▶ _Fragmento del texto_:

- - - - -

Las coronas de flores de las escuelas matrices

De un tiempo a esta parte las FF.AA. y de Orden de nuestro país se han constituido, casi de hecho, en una especie de Estado dentro del Estado: su construcción histórica en los últimos años dan cuenta de que fueran como un país autónomo, más allá de los meros gestos simbólicos.

Tienen un presupuesto propio producto de las ventas del cobre, que manejan a sus anchas, que no depende de la aprobación del Congreso y cuya rendición es, a la vista, insuficiente ante la ciudadanía; en la práctica, ellos lo administran, y no la autoridad de Gobierno, ellos definen la prioridad en los gastos, sólo ellos, si es en armamento de guerra, buques, tanques o viajes al Caribe de las señoras de los generales.

- - - - -

(Entradas de señalamiento y etiquetado)
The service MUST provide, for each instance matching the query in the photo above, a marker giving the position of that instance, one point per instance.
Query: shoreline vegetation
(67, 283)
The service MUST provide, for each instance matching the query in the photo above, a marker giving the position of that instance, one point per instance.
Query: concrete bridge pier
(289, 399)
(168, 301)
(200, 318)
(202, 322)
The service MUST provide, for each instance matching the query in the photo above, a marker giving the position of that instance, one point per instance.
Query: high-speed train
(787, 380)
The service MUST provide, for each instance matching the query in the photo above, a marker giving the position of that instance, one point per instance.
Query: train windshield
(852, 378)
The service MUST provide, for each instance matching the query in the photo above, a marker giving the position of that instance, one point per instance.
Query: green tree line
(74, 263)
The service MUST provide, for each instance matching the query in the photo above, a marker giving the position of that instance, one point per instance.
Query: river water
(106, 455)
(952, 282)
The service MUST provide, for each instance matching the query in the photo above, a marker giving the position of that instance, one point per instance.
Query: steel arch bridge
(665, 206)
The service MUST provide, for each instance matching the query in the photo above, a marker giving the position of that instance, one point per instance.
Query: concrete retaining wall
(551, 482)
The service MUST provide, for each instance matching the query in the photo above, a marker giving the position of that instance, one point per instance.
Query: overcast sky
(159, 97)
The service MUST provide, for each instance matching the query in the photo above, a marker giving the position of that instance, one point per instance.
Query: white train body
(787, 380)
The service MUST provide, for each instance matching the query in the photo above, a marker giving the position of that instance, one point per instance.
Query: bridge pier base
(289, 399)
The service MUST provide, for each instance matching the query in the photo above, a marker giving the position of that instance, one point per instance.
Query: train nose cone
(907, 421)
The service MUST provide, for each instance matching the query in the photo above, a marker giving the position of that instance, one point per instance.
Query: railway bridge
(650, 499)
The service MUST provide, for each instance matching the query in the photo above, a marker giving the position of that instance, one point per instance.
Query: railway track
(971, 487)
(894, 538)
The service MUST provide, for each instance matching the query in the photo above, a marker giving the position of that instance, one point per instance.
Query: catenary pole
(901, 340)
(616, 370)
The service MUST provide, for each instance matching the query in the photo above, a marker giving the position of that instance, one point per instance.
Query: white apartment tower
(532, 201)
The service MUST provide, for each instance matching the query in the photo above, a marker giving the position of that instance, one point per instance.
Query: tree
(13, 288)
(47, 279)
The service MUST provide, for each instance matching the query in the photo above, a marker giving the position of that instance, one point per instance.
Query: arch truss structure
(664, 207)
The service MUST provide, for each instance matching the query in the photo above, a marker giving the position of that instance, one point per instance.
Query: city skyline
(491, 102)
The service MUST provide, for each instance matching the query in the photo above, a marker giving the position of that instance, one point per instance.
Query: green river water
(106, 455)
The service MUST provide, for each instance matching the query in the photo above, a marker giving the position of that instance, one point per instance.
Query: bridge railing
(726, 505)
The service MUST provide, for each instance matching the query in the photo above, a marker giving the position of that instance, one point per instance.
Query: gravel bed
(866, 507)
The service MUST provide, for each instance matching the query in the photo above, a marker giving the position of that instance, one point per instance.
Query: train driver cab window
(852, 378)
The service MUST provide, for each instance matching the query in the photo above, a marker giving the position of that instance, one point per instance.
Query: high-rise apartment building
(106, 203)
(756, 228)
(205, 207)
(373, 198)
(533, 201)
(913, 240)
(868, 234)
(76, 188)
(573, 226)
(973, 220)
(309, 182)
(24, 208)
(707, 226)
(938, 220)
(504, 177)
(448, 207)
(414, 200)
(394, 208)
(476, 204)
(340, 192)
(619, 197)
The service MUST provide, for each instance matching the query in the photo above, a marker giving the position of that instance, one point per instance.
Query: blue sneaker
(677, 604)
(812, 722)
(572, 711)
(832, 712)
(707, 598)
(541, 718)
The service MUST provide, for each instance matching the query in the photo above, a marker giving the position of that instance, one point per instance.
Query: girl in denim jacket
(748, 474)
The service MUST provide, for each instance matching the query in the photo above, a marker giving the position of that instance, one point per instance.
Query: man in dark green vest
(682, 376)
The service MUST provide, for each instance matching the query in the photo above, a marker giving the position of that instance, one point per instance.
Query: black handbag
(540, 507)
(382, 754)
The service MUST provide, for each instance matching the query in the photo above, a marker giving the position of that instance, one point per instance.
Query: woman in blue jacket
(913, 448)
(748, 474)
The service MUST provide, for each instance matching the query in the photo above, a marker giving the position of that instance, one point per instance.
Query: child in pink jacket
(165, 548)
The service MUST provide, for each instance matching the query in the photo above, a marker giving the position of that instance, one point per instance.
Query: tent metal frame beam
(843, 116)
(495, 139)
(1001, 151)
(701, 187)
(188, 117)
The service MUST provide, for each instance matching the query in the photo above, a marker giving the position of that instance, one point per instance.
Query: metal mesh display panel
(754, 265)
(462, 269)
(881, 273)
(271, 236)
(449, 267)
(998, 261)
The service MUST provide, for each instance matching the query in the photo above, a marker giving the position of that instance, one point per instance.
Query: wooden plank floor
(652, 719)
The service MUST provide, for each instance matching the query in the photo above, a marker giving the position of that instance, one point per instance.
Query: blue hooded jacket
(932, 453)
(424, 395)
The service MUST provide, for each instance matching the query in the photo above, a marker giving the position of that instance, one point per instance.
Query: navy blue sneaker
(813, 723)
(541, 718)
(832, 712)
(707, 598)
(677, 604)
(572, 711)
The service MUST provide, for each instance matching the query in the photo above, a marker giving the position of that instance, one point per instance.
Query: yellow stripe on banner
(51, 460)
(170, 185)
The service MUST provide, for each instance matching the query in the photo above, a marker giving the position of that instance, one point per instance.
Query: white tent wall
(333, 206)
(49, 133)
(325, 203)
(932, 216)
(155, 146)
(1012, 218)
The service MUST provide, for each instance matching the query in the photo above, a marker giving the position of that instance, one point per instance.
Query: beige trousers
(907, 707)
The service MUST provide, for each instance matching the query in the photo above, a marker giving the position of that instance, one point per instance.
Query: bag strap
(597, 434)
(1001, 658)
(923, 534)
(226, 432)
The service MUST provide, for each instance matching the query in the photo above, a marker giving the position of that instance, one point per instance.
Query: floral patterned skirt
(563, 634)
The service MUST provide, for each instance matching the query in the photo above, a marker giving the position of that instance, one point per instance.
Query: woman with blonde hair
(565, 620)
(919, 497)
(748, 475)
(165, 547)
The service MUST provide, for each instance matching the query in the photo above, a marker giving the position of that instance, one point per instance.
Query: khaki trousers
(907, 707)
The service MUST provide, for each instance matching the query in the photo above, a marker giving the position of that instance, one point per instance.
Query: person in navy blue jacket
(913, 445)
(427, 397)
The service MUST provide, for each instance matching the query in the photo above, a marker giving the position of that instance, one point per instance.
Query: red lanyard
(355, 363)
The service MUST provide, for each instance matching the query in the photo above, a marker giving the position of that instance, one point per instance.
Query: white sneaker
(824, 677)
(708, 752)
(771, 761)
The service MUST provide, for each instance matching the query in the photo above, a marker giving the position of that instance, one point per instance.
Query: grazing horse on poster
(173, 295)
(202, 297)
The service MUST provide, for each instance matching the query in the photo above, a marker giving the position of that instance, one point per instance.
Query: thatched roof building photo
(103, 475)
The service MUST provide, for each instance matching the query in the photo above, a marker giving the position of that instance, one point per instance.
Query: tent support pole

- - - - -

▶ _Problema planteado_: Copia textualmente del fragmento sobre las Fuerzas Armadas todo lo que va desde "Las coronas de" hasta "meros gestos simbólicos.". Las líneas constituyen un material aparte, independiente del fragmento.

▶ _Solución_:
Las coronas de flores de las escuelas matrices

De un tiempo a esta parte las FF.AA. y de Orden de nuestro país se han constituido, casi de hecho, en una especie de Estado dentro del Estado: su construcción histórica en los últimos años dan cuenta de que fueran como un país autónomo, más allá de los meros gestos simbólicos.